Closing the doors—what could be more discouraging than closed doors?
This past year has been like no other in our lives. Literally, on the second Sunday in Lent, we too were expelled from our churches, not by God, but by a tiny virus that has upended the lives of people around the world. Our church doors suddenly closed.
I’ll be the first to admit that I have struggled with discouragement this year—as I realized how much comfort and closeness to God and to you all I found in Sunday worship, the Eucharist, our rituals, our seasons and the things and times we shared together. Suddenly, all of that comfort disappeared, replaced by what we’ve crafted to stay connected in this pandemic wilderness.
For the first several months of being isolated from people, I felt isolated from God as well, and this year has seemed to me as it must have seemed to those penitents so long ago, one long Lenten season with the doors of the church shut against me.
But! God never shut me, or you, or those early penitents out! God keeps right on loving us, no matter how tightly our doors are shut against God.
The early penitents didn’t even have to wait until Easter, but they were directed to return to church on Maundy Thursday. On Maundy Thursday, church recalls Jesus putting on an apron, washing the disciple’s feet and serving them, a reminder of how deeply and tenderly God loves and cares for us.
As we hear in one of our Eucharistic prayers, “Those who wish to serve him must first be served by him, those who want to follow him must first be fed by him, those who would wash his feet must first let him make them clean.”
As our invitation to a holy Lent reminds, us, self-examination and repentance, and self-denial will help us renew our faith, to re-open our hearts to God.
What could be a greater self denial for those of us who insist on being self-reliant than to admit that instead of fending for ourselves, we open our hearts to God’s loving care?
For those of us who insist on doing, doing, doing for others an act of self-denial would be to agree to just take a break and let the Lord wash our feet—to submit to the grace of bathing in God’s love and care for us.

*Extracted information:*
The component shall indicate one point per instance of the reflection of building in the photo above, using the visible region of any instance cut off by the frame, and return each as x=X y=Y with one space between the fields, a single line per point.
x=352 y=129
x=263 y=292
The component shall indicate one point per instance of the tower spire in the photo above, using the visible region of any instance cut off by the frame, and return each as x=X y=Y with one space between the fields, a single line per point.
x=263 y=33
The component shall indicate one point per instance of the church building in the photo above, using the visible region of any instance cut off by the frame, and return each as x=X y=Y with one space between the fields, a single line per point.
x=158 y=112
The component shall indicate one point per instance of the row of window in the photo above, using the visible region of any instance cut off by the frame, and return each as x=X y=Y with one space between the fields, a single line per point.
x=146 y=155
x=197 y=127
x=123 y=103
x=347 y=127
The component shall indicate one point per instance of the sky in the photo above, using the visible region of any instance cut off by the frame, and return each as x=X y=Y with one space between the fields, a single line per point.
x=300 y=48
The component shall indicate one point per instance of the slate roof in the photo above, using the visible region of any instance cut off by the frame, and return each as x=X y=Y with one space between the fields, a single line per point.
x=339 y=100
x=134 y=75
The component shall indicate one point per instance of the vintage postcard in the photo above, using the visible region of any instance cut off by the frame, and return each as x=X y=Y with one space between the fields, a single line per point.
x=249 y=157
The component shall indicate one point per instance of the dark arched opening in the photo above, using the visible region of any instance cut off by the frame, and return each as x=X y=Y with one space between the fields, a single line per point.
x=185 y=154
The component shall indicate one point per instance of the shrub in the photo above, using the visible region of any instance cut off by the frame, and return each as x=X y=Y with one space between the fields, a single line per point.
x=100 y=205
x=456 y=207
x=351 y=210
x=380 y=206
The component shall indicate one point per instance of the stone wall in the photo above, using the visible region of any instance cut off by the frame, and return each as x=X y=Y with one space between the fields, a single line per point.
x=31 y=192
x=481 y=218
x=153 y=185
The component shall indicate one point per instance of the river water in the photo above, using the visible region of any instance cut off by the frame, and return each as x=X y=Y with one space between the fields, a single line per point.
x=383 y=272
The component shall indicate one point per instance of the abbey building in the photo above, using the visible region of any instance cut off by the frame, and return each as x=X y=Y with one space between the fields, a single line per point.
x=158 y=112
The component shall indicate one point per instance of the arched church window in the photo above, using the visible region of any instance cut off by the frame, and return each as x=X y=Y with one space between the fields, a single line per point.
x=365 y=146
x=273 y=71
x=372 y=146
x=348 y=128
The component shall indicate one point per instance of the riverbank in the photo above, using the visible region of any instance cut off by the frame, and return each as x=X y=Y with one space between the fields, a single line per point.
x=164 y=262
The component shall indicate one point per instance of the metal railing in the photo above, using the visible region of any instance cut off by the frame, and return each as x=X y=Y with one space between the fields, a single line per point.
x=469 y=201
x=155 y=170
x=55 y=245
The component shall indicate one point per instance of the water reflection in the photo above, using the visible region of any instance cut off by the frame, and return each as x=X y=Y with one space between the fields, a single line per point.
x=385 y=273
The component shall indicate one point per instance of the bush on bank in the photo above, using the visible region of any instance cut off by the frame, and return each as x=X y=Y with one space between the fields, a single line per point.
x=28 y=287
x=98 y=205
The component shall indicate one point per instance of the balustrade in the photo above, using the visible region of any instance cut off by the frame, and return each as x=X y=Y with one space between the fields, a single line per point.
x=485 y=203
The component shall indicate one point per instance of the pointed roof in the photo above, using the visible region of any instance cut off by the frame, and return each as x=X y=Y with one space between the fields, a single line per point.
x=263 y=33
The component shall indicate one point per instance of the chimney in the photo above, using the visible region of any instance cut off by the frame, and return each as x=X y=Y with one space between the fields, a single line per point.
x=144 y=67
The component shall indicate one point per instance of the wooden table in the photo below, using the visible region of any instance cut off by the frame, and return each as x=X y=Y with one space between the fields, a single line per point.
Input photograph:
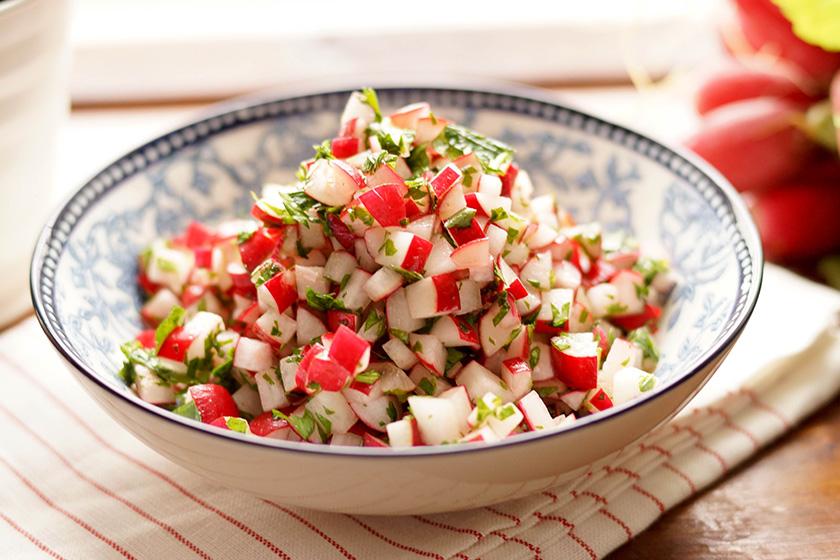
x=784 y=503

*Tasks for this exercise:*
• a. Answer these questions from the Lent reflection:
(i) On which Sunday did the church doors close?
(ii) What does the writer say expelled people from their churches?
(iii) On what day were the early penitents directed to return to church?
• b. From the Lent reflection, output the passage starting with "The early penitents" and going on through "cares for us.".
• c. Please state whether each statement agrees with the Lent reflection, giving yes or no with the deciding words quoted from it:
(i) The writer says God shut the early penitents out.
(ii) On Maundy Thursday, the church recalls Jesus washing the disciples' feet.
(iii) The writer felt isolated from God for the first several months.

*Responses to the exercise:*
• a.
(i) The second Sunday in Lent.
(ii) A tiny virus.
(iii) Maundy Thursday.

• b.
The early penitents didn’t even have to wait until Easter, but they were directed to return to church on Maundy Thursday. On Maundy Thursday, church recalls Jesus putting on an apron, washing the disciple’s feet and serving them, a reminder of how deeply and tenderly God loves and cares for us.

• c.
(i) No: "God never shut me, or you, or those early penitents out!"
(ii) Yes: "On Maundy Thursday, church recalls Jesus putting on an apron, washing the disciple’s feet and serving them"
(iii) Yes: "For the first several months of being isolated from people, I felt isolated from God as well"